*** Opening The data ***

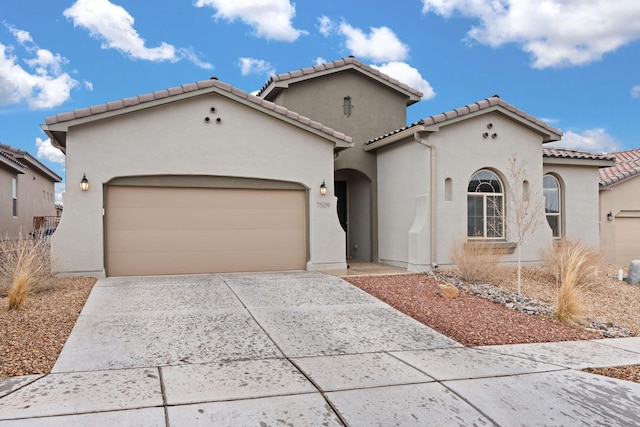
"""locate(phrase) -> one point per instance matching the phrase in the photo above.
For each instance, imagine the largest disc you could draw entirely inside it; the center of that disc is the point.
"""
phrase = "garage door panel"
(190, 262)
(198, 219)
(131, 242)
(157, 230)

*** Closing The data ***

» **What is needed**: A word-for-word copy of the records is needed, with no pictures carried over.

» **Response for this exercise**:
"""locate(phrase) -> one point per instance matching the phrase in the photo above.
For each instance, imagine the largest disc you could draw entirely inside it; the center of that disc is the point.
"""
phrase = "garage door panel"
(190, 262)
(198, 219)
(131, 242)
(157, 230)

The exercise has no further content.